(Dataset entries)
--- Start ---
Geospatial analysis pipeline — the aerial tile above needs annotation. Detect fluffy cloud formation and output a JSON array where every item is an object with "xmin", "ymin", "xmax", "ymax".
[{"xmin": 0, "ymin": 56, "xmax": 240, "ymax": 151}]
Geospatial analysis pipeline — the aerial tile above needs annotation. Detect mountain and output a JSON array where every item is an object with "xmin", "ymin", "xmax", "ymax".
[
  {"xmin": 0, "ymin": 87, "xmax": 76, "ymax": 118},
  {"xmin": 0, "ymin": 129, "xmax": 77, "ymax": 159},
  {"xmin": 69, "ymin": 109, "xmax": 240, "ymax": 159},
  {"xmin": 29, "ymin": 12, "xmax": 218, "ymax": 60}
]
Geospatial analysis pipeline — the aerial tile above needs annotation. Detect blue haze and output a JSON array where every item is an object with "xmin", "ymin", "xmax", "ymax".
--- End ---
| Exercise goal |
Copy the lines above exactly as they appear.

| Output |
Geospatial analysis pipeline — the aerial tile above needs annotation. Detect fluffy cloud formation and output a JSON array where every item is an object with "xmin", "ymin", "xmax", "ymax".
[{"xmin": 0, "ymin": 56, "xmax": 240, "ymax": 151}]
Geospatial analysis pipeline — the aerial tile above needs annotation. Detect mountain and output a JSON array where every item is an object with "xmin", "ymin", "xmax", "ymax".
[
  {"xmin": 0, "ymin": 87, "xmax": 76, "ymax": 118},
  {"xmin": 0, "ymin": 129, "xmax": 77, "ymax": 159},
  {"xmin": 69, "ymin": 109, "xmax": 240, "ymax": 159},
  {"xmin": 29, "ymin": 12, "xmax": 218, "ymax": 60}
]
Geospatial analysis pipeline — the aerial tile above needs annotation. Detect blue haze and output a JSON array where every item is an object with "xmin", "ymin", "xmax", "ymax".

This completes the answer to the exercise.